Rewrite the listing below, substituting "blank wall" for "plain wall" and leaving everything else unchanged.

(Records from a data source)

▼▼▼

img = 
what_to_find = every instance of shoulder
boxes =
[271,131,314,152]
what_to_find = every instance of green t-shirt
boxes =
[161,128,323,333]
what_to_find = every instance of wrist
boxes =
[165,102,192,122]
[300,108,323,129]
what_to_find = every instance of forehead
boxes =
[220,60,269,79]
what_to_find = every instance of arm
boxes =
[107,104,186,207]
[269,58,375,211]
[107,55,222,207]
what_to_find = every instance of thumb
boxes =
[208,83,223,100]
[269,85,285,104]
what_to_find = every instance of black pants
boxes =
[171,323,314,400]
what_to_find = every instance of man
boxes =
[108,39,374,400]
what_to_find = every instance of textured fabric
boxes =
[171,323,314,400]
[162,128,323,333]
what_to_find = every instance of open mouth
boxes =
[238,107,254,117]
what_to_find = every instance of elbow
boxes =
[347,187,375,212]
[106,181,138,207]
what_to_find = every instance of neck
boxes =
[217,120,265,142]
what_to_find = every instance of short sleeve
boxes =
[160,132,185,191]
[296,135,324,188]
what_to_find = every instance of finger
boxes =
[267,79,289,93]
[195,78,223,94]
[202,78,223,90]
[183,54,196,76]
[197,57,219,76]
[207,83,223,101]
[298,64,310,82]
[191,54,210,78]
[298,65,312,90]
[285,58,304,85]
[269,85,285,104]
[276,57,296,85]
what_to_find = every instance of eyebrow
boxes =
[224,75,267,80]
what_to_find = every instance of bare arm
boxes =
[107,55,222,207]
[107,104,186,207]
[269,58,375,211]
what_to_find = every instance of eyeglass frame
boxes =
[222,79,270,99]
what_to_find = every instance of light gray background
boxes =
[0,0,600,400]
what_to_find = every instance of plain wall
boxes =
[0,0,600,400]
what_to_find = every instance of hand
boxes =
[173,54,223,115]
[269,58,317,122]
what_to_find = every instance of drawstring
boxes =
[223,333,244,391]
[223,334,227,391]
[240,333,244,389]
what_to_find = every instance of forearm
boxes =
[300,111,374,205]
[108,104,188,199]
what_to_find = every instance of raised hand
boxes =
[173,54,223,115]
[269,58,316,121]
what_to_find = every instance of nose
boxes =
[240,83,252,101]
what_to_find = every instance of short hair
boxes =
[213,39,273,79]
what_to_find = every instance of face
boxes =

▲▲▲

_OUTPUT OF THE TASK:_
img = 
what_to_find = every instance of shoulder
boxes =
[271,131,314,152]
what_to_find = every instance of green t-shirt
boxes =
[161,128,323,333]
what_to_find = every instance of wrist
boxes =
[165,102,192,122]
[300,108,323,129]
what_to_find = every instance of forehead
boxes =
[220,60,269,79]
what_to_find = every instance of arm
boxes =
[107,104,186,207]
[269,58,375,211]
[107,55,222,207]
what_to_find = every instance of thumb
boxes =
[208,83,223,100]
[269,85,285,104]
what_to_find = every instance of black pants
boxes =
[171,323,314,400]
what_to_find = every instance of man
boxes =
[108,39,374,400]
what_to_find = every instance of textured fabric
boxes =
[171,323,314,400]
[162,128,323,333]
what_to_find = every instance of open mouth
boxes =
[238,107,254,117]
what_to_find = every instance of elbow
boxes =
[347,187,375,212]
[106,181,138,207]
what_to_find = every instance of neck
boxes =
[217,120,265,142]
what_to_find = every instance of short sleeve
boxes =
[160,132,185,191]
[296,135,324,188]
what_to_find = every instance of finger
boxes =
[267,79,289,93]
[195,78,223,94]
[202,78,223,90]
[183,54,196,76]
[197,57,219,76]
[207,83,223,101]
[298,64,310,82]
[191,54,210,78]
[298,65,312,90]
[285,58,304,85]
[269,85,285,104]
[276,57,296,85]
what_to_find = every instance of eyebrow
boxes =
[224,75,267,80]
what_to_find = every instance of bare arm
boxes =
[107,55,222,207]
[107,104,186,207]
[269,58,375,211]
what_to_find = every instance of eyeglass frame
boxes =
[222,79,270,99]
what_to_find = every instance of light gray background
boxes =
[0,0,600,400]
what_to_find = every instance of blank wall
boxes =
[0,0,600,400]
what_to_find = every instance of hand
boxes =
[173,54,223,115]
[269,58,317,122]
what_to_find = every instance of drawstring
boxes =
[223,333,244,391]
[223,334,227,391]
[240,333,244,389]
what_to_find = every instance of forearm
boxes =
[300,111,374,205]
[108,104,188,199]
what_to_find = every instance of raised hand
boxes =
[173,54,223,115]
[269,58,316,121]
what_to_find = every instance of nose
boxes =
[240,83,252,101]
what_to_find = every instance of short hair
boxes =
[213,39,273,79]
what_to_find = every instance of face
boxes =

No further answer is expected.